- **PROMPT**
Quote all of the entries word for word.

Coordinate annotation entries:
▼
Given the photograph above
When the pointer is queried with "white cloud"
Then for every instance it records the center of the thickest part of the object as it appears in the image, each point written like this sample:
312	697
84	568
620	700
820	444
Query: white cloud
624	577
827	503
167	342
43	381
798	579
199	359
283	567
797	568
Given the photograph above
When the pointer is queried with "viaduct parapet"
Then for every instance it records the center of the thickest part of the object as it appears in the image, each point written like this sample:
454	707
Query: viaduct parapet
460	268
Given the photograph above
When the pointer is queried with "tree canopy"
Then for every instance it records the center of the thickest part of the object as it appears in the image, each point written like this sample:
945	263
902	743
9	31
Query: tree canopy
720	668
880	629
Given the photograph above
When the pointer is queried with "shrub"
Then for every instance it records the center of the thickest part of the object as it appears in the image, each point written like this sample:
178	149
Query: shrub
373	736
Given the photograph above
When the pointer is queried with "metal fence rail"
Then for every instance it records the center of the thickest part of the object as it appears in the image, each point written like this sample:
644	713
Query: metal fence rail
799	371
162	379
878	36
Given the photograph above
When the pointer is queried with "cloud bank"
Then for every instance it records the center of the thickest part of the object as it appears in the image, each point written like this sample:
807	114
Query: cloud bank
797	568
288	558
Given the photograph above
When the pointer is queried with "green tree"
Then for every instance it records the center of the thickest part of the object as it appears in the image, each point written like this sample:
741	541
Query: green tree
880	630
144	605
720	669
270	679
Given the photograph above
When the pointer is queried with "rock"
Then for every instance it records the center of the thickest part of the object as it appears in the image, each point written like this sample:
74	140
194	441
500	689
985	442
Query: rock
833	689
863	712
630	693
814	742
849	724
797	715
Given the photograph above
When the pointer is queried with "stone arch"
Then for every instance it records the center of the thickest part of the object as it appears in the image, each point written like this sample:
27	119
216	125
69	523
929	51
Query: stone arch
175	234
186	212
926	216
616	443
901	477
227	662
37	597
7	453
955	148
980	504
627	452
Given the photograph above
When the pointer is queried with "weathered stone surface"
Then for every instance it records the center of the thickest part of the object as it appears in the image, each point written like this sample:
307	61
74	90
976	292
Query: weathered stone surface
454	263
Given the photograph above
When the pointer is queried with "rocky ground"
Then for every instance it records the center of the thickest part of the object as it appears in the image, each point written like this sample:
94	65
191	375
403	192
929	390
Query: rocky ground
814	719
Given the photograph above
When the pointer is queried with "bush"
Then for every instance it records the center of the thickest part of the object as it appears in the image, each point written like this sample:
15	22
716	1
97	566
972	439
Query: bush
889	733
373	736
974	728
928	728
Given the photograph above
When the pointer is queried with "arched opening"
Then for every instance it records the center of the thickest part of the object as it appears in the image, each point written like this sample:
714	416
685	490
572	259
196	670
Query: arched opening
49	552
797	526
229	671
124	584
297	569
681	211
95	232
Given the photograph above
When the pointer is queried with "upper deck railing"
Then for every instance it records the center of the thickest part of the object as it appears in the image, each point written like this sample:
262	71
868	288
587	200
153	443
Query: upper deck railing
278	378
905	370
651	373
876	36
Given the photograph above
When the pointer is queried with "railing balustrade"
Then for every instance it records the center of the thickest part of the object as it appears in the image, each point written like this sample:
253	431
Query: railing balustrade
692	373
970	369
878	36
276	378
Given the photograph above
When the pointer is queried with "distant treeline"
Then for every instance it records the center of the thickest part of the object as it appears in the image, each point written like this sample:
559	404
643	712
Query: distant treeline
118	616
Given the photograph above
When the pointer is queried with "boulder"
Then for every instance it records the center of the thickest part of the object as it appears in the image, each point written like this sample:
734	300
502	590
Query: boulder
▲
- **TASK RESPONSE**
Given the photograph above
When the pointer is queried with "white cloud"
Then for every instance it records the center of the thickest part of the object as it appears in the image, each point written like this sample:
312	697
84	568
620	700
820	444
Query: white cloud
624	577
827	503
167	342
43	381
798	579
199	359
283	567
797	568
Given the photograph above
When the pointer is queried with "viaduct parapet"
Then for every instance it records the center of the thickest part of the object as it appears in the image, each point written like this sample:
454	707
Query: viaduct parapet
460	268
Given the photograph above
When the pointer is queried with "tree canopy"
Then for every instance it records the center of the thickest part of the object as it appears in the image, each point written like this sample:
945	263
902	743
9	31
Query: tree canopy
720	668
880	629
Given the photograph above
When the pointer is queried with "shrub"
Then for every instance it records the center of the thickest part of the object as it appears in the image, each point written like this sample:
178	149
Query: shrub
373	736
Given the photograph above
When the pointer is queried with "metal fence rail"
Then for every instance it records the center of the thickest part of the object as it appears in the image, each point written like this sample:
644	713
Query: metal fence rail
799	371
162	379
878	36
Given the photograph above
When the pointer is queried with "cloud bank"
Then for every instance it records the center of the thickest part of the object as it appears in the image, each point written like this sample:
807	114
Query: cloud bank
797	568
288	558
Given the photograph above
When the pointer is queried with "green tree"
Then for every instance it records the center of the thickest part of the object as it appears in the image, each point written like this sample:
741	541
Query: green tree
880	630
144	605
720	669
270	679
Given the photograph above
When the pointer is queried with "rock"
Then for every instance it records the center of the thickest part of the object as it appears in the image, each point written like this sample:
74	140
194	441
500	689
985	442
Query: rock
833	689
863	712
630	693
814	742
849	724
797	715
Given the photograph above
When the pointer is queried with "stone arch"
Then for every instance it records the center of the thickest part of the object as it appears in the image, each point written like this sample:
27	119
216	125
69	523
929	51
Query: stone arch
175	234
186	212
926	216
616	443
901	477
227	662
37	597
7	453
955	148
980	504
627	452
Given the photograph above
When the pointer is queried with "weathered stone surface"
Then for every instance it records the center of the thickest part of the object as it appears in the image, each point written like this sample:
307	61
74	90
976	292
Query: weathered stone surface
454	263
Given the photograph above
When the pointer is queried with "rocky ground"
Then for every instance it records the center of the thickest part of the object as it appears in the image, each point written like this sample:
94	65
191	375
403	192
929	390
Query: rocky ground
814	719
Given the photograph above
When the pointer is queried with "bush"
Then for every instance it records the center of the thickest part of the object as it appears in the image, each point written like this sample:
15	22
716	1
97	566
972	439
Query: bush
889	733
373	736
974	728
928	728
Given the photograph above
When the pointer is queried with "arched opening"
Then for every instance it records the center of the thickest part of the object as it appears in the image, each point written like this sample:
714	416
685	490
572	259
196	670
Query: arched opening
49	552
797	526
229	671
124	584
297	569
681	211
95	232
Given the photograph above
When the pointer is queried with "upper deck railing"
Then for every instance it records the center of the thickest part of the object as it appears in the image, each point written like this sample:
262	71
868	288
587	200
153	443
Query: upper deck railing
278	378
905	370
651	373
876	36
Given the photograph above
When the pointer is queried with "railing balustrade"
Then for every instance it records the center of the thickest part of the object as it appears in the image, each point written like this sample:
253	431
Query: railing balustrade
692	373
970	369
878	36
276	378
Given the photograph above
When the pointer is queried with "distant treeline"
Then for every instance it records the center of the thickest part of the object as it appears in the image, each point written like this sample:
559	404
643	712
Query: distant treeline
118	616
Given the photograph above
When the pointer is queried with "boulder"
Then for every instance it records the center of the thickest part of the object as it appears in the image, each point written like this sample:
734	300
502	590
Query: boulder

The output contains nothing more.